REQUIREMENT - Please copy out the stretch of the listing below, from the line containing "of the dark" through the end of the listing, word for word.

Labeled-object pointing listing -
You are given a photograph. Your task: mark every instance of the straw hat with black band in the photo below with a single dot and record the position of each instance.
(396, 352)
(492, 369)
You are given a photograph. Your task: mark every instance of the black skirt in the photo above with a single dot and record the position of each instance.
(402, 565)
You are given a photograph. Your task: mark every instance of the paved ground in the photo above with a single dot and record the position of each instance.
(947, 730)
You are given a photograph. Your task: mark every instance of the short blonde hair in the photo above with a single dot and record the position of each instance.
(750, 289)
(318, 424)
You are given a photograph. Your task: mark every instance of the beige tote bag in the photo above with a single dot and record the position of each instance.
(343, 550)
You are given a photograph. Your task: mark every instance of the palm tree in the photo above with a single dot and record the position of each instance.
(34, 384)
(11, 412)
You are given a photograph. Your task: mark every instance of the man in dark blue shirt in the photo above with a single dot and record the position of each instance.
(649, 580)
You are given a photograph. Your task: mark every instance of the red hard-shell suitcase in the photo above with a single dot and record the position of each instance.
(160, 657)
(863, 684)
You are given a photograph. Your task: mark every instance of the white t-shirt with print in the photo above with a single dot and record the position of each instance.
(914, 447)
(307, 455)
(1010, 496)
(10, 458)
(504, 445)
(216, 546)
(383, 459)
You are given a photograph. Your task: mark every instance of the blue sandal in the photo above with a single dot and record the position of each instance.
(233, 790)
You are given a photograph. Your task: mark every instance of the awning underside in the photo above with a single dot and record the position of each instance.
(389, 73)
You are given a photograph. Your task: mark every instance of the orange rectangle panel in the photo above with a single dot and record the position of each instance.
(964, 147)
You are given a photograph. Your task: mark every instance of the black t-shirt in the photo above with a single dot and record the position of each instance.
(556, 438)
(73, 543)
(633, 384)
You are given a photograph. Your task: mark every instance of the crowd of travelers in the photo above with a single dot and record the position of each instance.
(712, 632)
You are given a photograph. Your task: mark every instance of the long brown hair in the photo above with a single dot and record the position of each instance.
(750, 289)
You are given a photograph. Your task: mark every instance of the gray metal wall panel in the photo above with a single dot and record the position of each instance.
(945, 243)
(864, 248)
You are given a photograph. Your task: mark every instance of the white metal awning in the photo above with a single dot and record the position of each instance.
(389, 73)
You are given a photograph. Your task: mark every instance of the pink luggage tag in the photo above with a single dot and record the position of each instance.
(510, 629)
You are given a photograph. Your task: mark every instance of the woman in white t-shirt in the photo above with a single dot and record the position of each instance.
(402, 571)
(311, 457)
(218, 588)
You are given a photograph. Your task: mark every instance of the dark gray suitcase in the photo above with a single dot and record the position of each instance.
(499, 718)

OUTPUT OF THE TASK -
You are given a photograph. Your task: mark every instance of the dark gray suitcase in the photo above with a single dot and record the position of each instance.
(499, 718)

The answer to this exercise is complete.